Dataset entries:
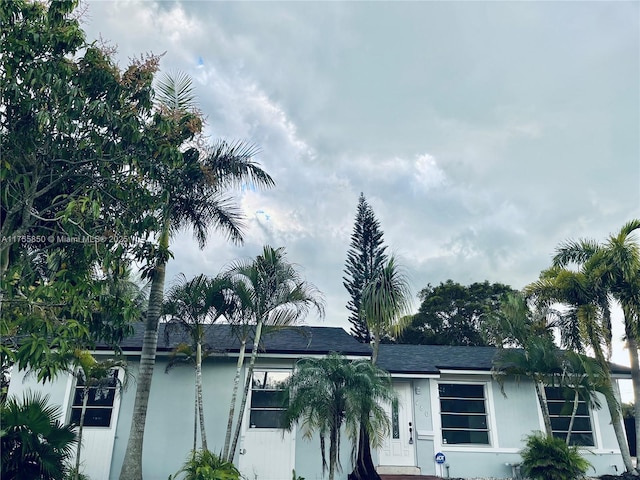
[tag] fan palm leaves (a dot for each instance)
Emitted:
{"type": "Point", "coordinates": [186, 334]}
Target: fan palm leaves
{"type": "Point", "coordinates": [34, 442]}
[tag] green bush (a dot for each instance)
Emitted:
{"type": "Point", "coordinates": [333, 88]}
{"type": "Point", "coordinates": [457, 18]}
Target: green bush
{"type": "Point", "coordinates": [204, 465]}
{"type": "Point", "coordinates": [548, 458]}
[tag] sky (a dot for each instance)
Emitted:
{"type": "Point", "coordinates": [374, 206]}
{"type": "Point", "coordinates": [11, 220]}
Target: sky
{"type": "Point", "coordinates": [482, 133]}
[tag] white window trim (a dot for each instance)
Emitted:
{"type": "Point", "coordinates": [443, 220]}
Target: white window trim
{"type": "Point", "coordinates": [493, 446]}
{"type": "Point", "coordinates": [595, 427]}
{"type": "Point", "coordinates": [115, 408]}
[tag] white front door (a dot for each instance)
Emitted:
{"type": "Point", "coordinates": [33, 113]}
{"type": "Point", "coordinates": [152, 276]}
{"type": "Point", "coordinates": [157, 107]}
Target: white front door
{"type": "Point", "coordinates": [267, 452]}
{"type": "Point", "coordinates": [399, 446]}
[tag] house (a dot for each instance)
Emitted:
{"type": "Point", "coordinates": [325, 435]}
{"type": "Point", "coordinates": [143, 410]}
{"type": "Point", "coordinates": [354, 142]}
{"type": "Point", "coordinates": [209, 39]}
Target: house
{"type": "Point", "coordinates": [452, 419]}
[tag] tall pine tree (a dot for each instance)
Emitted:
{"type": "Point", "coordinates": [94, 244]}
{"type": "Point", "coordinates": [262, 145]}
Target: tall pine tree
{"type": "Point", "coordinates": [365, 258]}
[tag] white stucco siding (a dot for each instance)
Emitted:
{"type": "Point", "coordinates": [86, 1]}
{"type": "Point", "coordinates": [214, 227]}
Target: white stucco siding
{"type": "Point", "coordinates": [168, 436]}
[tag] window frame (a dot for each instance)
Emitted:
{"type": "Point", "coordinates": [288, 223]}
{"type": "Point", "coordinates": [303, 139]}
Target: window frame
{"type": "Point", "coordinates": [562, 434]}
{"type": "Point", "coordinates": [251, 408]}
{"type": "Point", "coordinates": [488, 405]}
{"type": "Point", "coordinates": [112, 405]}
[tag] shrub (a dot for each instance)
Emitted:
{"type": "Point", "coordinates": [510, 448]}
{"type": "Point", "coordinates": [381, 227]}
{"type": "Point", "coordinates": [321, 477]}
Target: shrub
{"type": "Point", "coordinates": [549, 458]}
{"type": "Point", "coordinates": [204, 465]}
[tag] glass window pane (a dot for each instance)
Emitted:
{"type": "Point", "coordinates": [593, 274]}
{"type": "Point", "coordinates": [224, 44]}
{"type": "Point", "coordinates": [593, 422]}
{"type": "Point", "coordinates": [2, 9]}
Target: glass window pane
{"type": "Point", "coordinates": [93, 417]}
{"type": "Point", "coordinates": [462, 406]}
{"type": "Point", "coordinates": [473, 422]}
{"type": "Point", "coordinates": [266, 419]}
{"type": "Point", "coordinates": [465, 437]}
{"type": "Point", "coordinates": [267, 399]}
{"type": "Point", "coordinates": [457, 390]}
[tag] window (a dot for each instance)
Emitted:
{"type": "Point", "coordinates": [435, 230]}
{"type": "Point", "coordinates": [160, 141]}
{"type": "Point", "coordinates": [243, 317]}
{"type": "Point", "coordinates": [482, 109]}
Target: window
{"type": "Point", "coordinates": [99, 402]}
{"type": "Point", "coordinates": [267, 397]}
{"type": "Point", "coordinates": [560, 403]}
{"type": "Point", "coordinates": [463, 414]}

Required work: Copy out every line of the data exactly, leaving the images behind.

Exercise result:
[tag] fan palm leaves (a dot for each instance)
Emitted:
{"type": "Point", "coordinates": [186, 334]}
Target: fan palm leaves
{"type": "Point", "coordinates": [34, 442]}
[tag] green bush (a dot for each instance)
Emitted:
{"type": "Point", "coordinates": [333, 88]}
{"type": "Point", "coordinates": [457, 18]}
Target: green bush
{"type": "Point", "coordinates": [204, 465]}
{"type": "Point", "coordinates": [548, 458]}
[tag] sky (a dot for each instance)
Emitted:
{"type": "Point", "coordinates": [374, 206]}
{"type": "Point", "coordinates": [11, 220]}
Target: sky
{"type": "Point", "coordinates": [482, 133]}
[tag] white window trim (a dot for each instance)
Emitted:
{"type": "Point", "coordinates": [443, 220]}
Target: white window trim
{"type": "Point", "coordinates": [493, 446]}
{"type": "Point", "coordinates": [595, 427]}
{"type": "Point", "coordinates": [115, 408]}
[tag] white front door (a dot for each instance)
Emitted:
{"type": "Point", "coordinates": [33, 113]}
{"type": "Point", "coordinates": [152, 276]}
{"type": "Point", "coordinates": [157, 107]}
Target: white front door
{"type": "Point", "coordinates": [267, 452]}
{"type": "Point", "coordinates": [399, 446]}
[tag] house (a dot for each instance)
Emitted:
{"type": "Point", "coordinates": [325, 435]}
{"type": "Point", "coordinates": [143, 410]}
{"type": "Point", "coordinates": [354, 142]}
{"type": "Point", "coordinates": [209, 39]}
Target: house
{"type": "Point", "coordinates": [452, 419]}
[tag] tall pine tree (a dot for each instance)
Emitted:
{"type": "Point", "coordinates": [94, 244]}
{"type": "Point", "coordinates": [262, 145]}
Target: tall pine tree
{"type": "Point", "coordinates": [365, 258]}
[tag] white stucco siding (a dot for each instance)
Emitted:
{"type": "Point", "coordinates": [86, 1]}
{"type": "Point", "coordinates": [214, 227]}
Target: white stucco siding
{"type": "Point", "coordinates": [168, 436]}
[tag] window frame (a dot for each instance)
Emitted:
{"type": "Point", "coordinates": [288, 223]}
{"type": "Point", "coordinates": [303, 139]}
Target: window frame
{"type": "Point", "coordinates": [562, 434]}
{"type": "Point", "coordinates": [251, 408]}
{"type": "Point", "coordinates": [488, 405]}
{"type": "Point", "coordinates": [112, 405]}
[tag] shrub (a dot for each instance)
Emitted:
{"type": "Point", "coordinates": [510, 448]}
{"type": "Point", "coordinates": [381, 227]}
{"type": "Point", "coordinates": [321, 477]}
Target: shrub
{"type": "Point", "coordinates": [549, 458]}
{"type": "Point", "coordinates": [204, 465]}
[tag] glass window pane (a dot for each instance)
Emitted:
{"type": "Point", "coordinates": [593, 274]}
{"type": "Point", "coordinates": [224, 44]}
{"type": "Point", "coordinates": [593, 422]}
{"type": "Point", "coordinates": [2, 9]}
Target: glass window pane
{"type": "Point", "coordinates": [93, 417]}
{"type": "Point", "coordinates": [462, 406]}
{"type": "Point", "coordinates": [473, 422]}
{"type": "Point", "coordinates": [266, 419]}
{"type": "Point", "coordinates": [465, 437]}
{"type": "Point", "coordinates": [267, 399]}
{"type": "Point", "coordinates": [457, 390]}
[tag] window (a dot for each instance)
Emitted:
{"type": "Point", "coordinates": [435, 230]}
{"type": "Point", "coordinates": [160, 141]}
{"type": "Point", "coordinates": [243, 317]}
{"type": "Point", "coordinates": [482, 109]}
Target: window
{"type": "Point", "coordinates": [99, 402]}
{"type": "Point", "coordinates": [267, 397]}
{"type": "Point", "coordinates": [560, 403]}
{"type": "Point", "coordinates": [463, 414]}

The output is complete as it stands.